##### Stored rows #####

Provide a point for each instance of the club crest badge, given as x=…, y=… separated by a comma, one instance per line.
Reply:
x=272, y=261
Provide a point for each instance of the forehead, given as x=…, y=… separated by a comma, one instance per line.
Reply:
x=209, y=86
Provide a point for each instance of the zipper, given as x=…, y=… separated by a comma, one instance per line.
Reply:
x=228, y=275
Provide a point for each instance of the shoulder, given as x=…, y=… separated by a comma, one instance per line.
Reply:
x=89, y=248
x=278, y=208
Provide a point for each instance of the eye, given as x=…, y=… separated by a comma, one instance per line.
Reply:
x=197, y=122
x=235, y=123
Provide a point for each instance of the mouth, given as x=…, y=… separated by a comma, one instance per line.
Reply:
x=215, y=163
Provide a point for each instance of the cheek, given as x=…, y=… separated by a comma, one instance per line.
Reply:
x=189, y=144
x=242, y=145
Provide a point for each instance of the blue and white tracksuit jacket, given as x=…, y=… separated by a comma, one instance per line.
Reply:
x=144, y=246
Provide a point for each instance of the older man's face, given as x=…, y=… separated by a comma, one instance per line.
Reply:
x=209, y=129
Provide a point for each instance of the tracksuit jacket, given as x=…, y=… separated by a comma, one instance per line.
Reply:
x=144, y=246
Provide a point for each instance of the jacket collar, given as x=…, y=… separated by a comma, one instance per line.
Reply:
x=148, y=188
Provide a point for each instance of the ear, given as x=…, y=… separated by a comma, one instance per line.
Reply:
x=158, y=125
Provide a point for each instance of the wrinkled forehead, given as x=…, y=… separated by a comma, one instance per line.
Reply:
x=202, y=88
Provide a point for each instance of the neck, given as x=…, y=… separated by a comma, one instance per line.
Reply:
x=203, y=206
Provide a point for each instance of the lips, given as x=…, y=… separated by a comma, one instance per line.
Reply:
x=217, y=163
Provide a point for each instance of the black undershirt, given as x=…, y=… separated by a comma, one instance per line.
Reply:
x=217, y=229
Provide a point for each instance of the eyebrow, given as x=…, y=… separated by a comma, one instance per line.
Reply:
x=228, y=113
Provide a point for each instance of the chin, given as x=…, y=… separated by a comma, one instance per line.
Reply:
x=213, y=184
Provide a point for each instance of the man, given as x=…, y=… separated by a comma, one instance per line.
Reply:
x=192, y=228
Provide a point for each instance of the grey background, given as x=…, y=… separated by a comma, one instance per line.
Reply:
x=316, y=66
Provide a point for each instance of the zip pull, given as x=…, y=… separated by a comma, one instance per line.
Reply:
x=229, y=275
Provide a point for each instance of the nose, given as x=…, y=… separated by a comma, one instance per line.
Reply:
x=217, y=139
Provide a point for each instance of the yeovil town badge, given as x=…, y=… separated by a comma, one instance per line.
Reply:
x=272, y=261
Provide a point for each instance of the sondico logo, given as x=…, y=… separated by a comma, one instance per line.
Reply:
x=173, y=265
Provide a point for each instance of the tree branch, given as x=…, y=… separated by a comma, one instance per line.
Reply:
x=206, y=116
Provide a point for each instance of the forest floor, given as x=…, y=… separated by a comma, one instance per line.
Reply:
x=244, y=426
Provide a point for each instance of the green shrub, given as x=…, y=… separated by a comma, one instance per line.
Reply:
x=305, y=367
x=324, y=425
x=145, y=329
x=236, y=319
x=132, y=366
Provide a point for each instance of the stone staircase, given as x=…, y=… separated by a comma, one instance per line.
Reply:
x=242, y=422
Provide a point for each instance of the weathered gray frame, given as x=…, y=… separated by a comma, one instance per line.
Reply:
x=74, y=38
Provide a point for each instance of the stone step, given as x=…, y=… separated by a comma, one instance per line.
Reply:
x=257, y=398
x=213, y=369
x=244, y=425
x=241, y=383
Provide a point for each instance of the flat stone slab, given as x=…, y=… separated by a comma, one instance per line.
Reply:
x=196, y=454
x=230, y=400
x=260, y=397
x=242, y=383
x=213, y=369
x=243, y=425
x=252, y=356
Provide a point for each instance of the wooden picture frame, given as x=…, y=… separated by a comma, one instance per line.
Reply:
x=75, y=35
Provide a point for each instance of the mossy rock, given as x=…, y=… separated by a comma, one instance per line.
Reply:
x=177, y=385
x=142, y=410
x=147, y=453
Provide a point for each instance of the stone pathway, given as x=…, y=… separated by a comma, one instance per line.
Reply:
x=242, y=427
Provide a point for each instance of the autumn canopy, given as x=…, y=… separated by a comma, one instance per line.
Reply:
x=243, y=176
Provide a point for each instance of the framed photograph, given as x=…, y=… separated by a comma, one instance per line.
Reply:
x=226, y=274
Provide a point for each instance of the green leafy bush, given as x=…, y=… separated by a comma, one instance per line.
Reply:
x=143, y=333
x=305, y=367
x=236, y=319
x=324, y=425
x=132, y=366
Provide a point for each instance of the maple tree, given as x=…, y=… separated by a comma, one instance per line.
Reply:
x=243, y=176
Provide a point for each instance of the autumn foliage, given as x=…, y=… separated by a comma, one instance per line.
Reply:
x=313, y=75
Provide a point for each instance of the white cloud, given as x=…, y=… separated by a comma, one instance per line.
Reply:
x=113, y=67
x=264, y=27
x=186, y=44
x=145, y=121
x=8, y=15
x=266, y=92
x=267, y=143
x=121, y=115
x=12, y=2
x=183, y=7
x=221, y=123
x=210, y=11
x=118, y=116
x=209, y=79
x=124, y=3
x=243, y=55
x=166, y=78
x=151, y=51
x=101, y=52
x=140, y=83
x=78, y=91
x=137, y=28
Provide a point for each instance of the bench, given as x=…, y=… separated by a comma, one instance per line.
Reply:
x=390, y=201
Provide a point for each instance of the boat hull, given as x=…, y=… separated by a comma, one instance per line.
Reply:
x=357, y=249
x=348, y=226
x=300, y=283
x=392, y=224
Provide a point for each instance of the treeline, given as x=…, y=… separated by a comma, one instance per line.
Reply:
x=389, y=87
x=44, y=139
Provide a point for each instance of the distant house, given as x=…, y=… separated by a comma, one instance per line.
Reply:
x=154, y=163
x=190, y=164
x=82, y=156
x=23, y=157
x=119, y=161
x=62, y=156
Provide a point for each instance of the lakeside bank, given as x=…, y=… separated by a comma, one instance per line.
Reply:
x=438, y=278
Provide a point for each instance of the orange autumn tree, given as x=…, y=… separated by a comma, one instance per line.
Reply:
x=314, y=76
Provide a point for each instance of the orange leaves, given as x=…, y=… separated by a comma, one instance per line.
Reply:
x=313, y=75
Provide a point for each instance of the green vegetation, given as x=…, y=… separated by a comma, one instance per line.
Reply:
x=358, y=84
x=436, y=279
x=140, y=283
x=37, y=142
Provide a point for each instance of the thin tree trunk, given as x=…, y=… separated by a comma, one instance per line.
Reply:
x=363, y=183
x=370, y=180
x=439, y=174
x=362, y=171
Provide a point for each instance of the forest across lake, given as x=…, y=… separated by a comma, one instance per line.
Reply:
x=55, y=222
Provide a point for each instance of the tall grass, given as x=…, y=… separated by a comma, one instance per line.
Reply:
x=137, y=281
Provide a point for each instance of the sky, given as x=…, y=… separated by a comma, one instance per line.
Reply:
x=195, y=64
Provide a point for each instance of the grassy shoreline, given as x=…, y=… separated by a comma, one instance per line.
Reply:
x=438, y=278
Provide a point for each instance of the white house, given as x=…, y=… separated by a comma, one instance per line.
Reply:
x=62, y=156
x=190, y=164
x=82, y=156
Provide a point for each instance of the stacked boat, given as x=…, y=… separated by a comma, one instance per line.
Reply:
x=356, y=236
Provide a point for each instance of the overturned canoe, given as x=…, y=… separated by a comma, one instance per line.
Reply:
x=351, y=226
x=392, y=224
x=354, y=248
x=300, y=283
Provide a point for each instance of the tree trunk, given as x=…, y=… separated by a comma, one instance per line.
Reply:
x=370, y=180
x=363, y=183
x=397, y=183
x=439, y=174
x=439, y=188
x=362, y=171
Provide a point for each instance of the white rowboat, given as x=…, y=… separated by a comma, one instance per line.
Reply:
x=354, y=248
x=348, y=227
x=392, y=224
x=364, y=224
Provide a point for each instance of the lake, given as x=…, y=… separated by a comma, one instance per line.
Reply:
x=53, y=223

#####

◆ Problem to solve ◆
From the items above, quote verbatim every line beginning with the one that contains "Provide a point for each instance of the tall" and continuing through the one that contains "x=195, y=64", with both of those lines included.

◆ Full output ◆
Provide a point for each instance of the tall grass, given as x=…, y=… separated by a comma, one instance per line.
Reply:
x=137, y=281
Provide a point for each instance of the sky, given as x=…, y=… separated by a comma, one instance per line.
Reply:
x=195, y=64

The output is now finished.